▶ **Exercise details**
Reproduce the rows below verbatim, starting at the one containing "of the brown" and ending with the final row.

▶ **Information shown**
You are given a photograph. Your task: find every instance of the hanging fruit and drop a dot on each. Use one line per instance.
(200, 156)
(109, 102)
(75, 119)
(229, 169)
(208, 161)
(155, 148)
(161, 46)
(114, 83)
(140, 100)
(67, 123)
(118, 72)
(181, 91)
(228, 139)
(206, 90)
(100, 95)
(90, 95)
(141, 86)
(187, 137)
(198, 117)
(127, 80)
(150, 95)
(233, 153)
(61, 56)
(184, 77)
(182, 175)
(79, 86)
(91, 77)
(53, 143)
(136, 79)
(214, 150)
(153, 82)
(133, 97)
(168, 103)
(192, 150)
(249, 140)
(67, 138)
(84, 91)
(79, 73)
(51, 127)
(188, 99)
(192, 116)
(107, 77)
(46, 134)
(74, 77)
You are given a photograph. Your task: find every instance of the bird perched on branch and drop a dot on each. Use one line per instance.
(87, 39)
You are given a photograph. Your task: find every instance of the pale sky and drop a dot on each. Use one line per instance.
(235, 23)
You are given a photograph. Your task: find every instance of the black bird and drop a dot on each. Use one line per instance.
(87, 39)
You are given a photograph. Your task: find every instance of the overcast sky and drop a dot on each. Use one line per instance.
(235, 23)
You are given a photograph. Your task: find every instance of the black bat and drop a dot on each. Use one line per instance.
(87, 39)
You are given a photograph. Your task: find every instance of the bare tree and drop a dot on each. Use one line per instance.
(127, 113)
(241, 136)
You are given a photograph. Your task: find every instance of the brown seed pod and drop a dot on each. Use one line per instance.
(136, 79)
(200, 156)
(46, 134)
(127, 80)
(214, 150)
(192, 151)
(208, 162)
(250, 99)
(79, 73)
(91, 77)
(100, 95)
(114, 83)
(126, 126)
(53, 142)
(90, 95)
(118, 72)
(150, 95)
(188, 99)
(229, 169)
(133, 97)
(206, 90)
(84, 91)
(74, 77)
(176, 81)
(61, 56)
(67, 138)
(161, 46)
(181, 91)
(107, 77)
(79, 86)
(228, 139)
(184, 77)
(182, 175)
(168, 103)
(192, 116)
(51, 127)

▶ **Written reply**
You are given a photograph. Your task: find every instance of the brown seed pod and drop a dot on each. Use one line per instance.
(136, 79)
(200, 156)
(46, 134)
(127, 80)
(214, 150)
(192, 151)
(208, 162)
(250, 99)
(79, 73)
(91, 77)
(100, 95)
(114, 83)
(126, 126)
(53, 142)
(90, 95)
(118, 72)
(150, 95)
(188, 99)
(229, 169)
(133, 97)
(206, 90)
(84, 91)
(74, 77)
(176, 81)
(61, 56)
(67, 138)
(161, 46)
(181, 91)
(107, 77)
(79, 86)
(228, 139)
(184, 77)
(182, 175)
(168, 103)
(192, 116)
(51, 127)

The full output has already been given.